▶ _Exercise data_:
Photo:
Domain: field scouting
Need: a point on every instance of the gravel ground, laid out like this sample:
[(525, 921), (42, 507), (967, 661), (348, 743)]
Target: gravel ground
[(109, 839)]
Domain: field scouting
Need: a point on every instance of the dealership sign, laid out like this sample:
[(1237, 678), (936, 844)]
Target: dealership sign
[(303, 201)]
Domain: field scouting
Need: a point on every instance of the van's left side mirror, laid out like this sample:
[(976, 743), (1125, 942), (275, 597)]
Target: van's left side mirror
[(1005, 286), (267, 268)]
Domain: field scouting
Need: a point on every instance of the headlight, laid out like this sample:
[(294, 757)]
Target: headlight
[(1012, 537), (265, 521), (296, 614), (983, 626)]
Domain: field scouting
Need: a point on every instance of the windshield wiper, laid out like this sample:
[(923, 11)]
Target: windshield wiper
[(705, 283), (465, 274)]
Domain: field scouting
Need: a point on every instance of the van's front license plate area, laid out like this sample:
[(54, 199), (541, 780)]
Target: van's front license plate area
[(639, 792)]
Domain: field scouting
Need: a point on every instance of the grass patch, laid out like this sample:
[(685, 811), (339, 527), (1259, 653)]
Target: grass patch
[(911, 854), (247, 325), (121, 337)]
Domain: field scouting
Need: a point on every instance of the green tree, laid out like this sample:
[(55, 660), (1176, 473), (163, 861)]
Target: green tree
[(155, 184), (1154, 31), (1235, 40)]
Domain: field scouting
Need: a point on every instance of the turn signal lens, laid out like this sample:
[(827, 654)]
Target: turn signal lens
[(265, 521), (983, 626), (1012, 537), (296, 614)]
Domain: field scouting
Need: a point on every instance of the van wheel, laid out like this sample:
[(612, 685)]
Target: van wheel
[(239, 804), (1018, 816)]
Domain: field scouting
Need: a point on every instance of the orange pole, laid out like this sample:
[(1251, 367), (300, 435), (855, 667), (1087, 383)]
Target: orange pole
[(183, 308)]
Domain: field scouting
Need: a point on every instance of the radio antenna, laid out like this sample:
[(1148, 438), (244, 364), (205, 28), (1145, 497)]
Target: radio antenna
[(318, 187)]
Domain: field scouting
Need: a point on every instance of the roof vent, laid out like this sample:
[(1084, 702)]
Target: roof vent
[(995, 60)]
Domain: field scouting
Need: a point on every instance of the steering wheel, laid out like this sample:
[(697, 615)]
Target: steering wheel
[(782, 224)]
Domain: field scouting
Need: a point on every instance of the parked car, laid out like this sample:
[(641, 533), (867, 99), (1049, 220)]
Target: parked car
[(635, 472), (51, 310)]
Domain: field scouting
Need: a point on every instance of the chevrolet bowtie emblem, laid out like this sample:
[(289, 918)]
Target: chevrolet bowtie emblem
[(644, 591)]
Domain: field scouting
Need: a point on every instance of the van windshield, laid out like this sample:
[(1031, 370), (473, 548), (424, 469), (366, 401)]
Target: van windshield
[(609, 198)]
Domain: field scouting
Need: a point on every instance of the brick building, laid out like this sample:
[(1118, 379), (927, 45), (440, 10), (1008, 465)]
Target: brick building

▶ _Objective_: Tally the lines in the material above that contain the string "headlight", and give only the number.

▶ _Exercise solution_: 2